• EXTRAIT DU TEXTE:

Un collectif (Collectif sénégalais contre la célébration de Faidherbe) dont je suis membre a été créé pour porter la lutte et les revendications contre la statue et les noms de rues et d’édifices donnés à Faidherbe. Une lettre ouverte a été adressée au maire de Saint-Louis du Sénégal pour lister et dénoncer les nombreux crimes de Faidherbe.
Comme vous l’indiquiez, le lycée Faidherbe de Saint-Louis a été rebaptisé en 1984. Pourquoi ? Pourquoi ce ne fut pas le cas des autres édifices ?
Ce lycée « Faidherbe » a été effet été rebaptisé Cheikh Omar Foutiyou Tall au milieu des années 1980. Ce fut un acte symbolique fort, car ce lycée était quand même le premier créé par la France en Afrique ! Mais il n’y avait pas, à l’époque de mobilisation manifeste et massive contre Faidherbe. Les changements de noms de rue à Saint-Louis entraient dans le cadre normal de la gestion communale. Le maire exerçait ses prérogatives sans autre prétention. Les changements de noms de rues et d’édifices n’étaient pas sous-tendus par une politique d’affirmation de soi, anticoloniale. La donne a changé avec les multiples demandes de citoyens que nous voyons aujourd’hui.
Pouvez-vous nous préciser ce qui s’est passé autour de la statue de Louis Faidherbe à Saint-Louis en 2017 ?
La statue de Faidherbe est tombée au mois de septembre 2017 à la suite, dit-on, de fortes pluies qui sont abattues sur la ville. Les personnes qui réclamaient depuis plusieurs années le déboulonnement de la statue avaient crié victoire même si elles auraient aimé la déboulonner elles-mêmes.
La jubilation se faisait sentir sur les réseaux sociaux. La chute de la statue signifiait retrouver un imaginaire perdu et la fin de l’hégémonie coloniale qui subsistait encore par la présence de certains symboles. Beaucoup disaient vouloir renouer avec leur histoire en célébrant leurs dignes et valeureux héros oubliés. Un tortionnaire ne pouvait être un héros à leurs yeux.
En face, il y avait quelques nostalgiques qui se sont arc-boutés sur l’argument mémoriel qui consiste à dire que « déboulonner une statue c’est effacer l’histoire », que « Faidherbe fait partie de l’histoire de Saint-Louis ». M. Abdou Aziz Guissé, le directeur du patrimoine culturel, soutenait, lui, que la statue, qu’elle soit chargée positivement ou négativement, fait partie du patrimoine architectural et historique et, de ce fait, elle devait être maintenue non pas pour célébrer la colonisation mais par devoir de mémoire.
C’est sur ces entrefaites que le maire de Saint-Louis, Mansour Faye, sans consultation de ses administrés, a pris la décision de remettre la statue à sa place créant une forte levée de boucliers.
Voir: Lettre ouverte de Khadim Ndiaye au maire de Saint-Louis (7 septembre 2017)

• TRAVAIL DEMANDÉ:
(1) Indiquez si chacune des affirmations suivantes concorde avec le texte sur Faidherbe. Répondez par oui ou par non, en citant mot pour mot les termes du texte qui tranchent. (a) Le lycée Faidherbe était le premier lycée créé par la France en Afrique. (b) La statue est tombée en septembre 2017 parce que des militants l'ont déboulonnée. (c) Le maire Mansour Faye a consulté ses administrés avant de remettre la statue à sa place.
(2) Recopiez fidèlement le passage du texte sur Faidherbe qui va de « Pouvez-vous nous préciser » à « la déboulonner elles-mêmes. ».
(3) Poursuivez le texte sur Faidherbe à partir de l'endroit où il s'arrête.
Les entrées n'ont aucun rapport avec le texte sur Faidherbe.

• ENTRÉES FOURNIES:
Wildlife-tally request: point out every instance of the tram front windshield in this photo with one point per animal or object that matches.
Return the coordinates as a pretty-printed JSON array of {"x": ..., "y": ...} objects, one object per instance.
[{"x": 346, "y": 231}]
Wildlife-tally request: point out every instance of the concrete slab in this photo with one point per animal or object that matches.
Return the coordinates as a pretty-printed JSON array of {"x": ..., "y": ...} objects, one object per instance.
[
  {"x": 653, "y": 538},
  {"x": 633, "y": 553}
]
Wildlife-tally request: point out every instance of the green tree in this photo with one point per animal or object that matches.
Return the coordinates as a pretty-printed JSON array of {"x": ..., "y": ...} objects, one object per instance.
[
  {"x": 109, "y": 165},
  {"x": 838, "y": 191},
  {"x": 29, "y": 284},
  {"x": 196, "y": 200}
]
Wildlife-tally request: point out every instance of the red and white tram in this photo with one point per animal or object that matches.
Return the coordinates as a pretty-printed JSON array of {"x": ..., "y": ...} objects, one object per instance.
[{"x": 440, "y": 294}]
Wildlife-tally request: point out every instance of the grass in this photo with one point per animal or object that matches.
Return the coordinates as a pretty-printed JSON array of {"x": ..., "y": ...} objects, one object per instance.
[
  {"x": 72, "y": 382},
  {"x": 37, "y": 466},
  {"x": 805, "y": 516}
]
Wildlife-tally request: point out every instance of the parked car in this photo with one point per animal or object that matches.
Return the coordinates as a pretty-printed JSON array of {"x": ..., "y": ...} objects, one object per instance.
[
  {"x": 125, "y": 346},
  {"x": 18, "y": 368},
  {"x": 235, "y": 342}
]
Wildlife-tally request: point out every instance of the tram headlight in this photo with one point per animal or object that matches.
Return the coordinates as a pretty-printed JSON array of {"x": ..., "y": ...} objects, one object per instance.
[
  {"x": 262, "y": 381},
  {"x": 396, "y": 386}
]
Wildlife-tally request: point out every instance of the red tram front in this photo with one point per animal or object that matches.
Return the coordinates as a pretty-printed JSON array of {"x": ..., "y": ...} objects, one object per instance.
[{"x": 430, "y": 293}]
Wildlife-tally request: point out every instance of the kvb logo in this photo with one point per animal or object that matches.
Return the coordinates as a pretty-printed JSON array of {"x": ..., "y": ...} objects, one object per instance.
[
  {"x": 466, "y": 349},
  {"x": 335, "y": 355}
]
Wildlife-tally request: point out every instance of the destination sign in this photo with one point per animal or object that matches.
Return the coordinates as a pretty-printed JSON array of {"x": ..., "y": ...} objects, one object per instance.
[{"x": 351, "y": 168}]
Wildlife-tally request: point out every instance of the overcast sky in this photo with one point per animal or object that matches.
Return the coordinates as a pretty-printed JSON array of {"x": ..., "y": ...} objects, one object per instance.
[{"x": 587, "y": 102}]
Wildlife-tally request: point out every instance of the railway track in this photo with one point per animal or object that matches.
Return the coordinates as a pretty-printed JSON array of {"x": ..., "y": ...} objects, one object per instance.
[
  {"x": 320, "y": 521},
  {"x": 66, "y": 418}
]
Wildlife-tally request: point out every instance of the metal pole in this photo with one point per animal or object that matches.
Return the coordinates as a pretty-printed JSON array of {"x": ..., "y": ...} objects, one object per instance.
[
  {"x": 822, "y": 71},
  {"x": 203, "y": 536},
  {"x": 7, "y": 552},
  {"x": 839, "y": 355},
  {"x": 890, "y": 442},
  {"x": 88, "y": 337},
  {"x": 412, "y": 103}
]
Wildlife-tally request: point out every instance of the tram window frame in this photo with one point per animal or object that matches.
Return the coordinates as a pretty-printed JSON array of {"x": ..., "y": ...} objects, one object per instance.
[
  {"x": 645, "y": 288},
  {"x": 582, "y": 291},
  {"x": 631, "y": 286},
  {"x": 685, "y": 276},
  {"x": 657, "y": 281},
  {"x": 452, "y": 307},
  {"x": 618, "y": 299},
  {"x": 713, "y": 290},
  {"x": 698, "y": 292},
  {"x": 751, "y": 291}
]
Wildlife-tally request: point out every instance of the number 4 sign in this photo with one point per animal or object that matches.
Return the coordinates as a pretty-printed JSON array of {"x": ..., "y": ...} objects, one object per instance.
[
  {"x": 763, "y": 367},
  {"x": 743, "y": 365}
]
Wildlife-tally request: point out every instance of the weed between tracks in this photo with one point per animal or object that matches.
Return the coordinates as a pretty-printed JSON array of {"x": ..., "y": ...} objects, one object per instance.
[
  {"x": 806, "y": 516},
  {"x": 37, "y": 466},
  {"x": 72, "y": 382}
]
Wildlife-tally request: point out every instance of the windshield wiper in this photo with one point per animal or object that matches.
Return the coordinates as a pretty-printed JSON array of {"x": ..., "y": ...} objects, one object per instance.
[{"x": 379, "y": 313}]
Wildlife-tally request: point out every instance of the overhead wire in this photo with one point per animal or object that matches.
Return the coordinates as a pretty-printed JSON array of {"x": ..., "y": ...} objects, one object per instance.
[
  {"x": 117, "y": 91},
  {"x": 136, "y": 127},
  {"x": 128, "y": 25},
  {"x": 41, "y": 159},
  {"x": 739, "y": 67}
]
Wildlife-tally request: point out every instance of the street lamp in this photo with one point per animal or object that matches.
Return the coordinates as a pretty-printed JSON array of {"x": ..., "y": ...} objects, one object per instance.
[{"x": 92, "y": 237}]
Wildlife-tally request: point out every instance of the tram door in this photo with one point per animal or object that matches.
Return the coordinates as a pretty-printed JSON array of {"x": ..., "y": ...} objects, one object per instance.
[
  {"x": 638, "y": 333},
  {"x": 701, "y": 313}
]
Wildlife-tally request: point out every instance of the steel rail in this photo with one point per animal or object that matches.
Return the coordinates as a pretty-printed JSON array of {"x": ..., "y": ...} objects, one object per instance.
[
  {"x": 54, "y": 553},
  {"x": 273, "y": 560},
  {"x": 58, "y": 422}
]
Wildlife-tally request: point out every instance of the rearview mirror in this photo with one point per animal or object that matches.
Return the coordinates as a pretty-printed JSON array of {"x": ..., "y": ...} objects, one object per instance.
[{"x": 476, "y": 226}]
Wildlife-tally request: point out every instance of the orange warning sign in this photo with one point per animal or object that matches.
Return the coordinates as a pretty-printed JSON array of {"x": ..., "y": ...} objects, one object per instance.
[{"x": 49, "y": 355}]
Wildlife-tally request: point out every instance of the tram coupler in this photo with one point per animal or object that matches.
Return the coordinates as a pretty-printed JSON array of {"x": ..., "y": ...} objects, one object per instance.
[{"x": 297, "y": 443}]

• RÉPONSES PAR TÂCHE:
(1)
(a) Oui : « ce lycée était quand même le premier créé par la France en Afrique ».
(b) Non : « à la suite, dit-on, de fortes pluies ».
(c) Non : « sans consultation de ses administrés ».

(2)
Pouvez-vous nous préciser ce qui s’est passé autour de la statue de Louis Faidherbe à Saint-Louis en 2017 ?
La statue de Faidherbe est tombée au mois de septembre 2017 à la suite, dit-on, de fortes pluies qui sont abattues sur la ville. Les personnes qui réclamaient depuis plusieurs années le déboulonnement de la statue avaient crié victoire même si elles auraient aimé la déboulonner elles-mêmes.

(3)
Chose curieuse tout de même à relever : la statue de Faidherbe a été replacée sous forte escorte policière. Il y a quelque chose de contradictoire en cela. Dans quel pays au monde la statue d’un héros est-elle installée ou réinstallée sous escorte policière ? Le héros doit en principe susciter de la joie. On organise une fête pour célébrer sa reconnaissance. Cette escorte policière n’est-elle pas finalement une bonne illustration du désaveu de la statue ?
Que vous inspire le fait qu’il y a des rues, des métros, des lycées, des statues qui rendent hommage à Faidherbe en France ?
Cela nous met en face d’un paradoxe intéressant : le bourreau de populations entières en Afrique est célébré comme héros en France. En transformant la citation de Blaise Pascal, on pourrait dire: « Héros en deçà des Pyrénées, tortionnaire au-delà. » Faidherbe a certes combattu les Prussiens pour le bénéfice de la France, mais, en France, on semble oublier que le général Faidherbe était le grand acteur d’une entreprise coloniale qui a brillé par ses horreurs.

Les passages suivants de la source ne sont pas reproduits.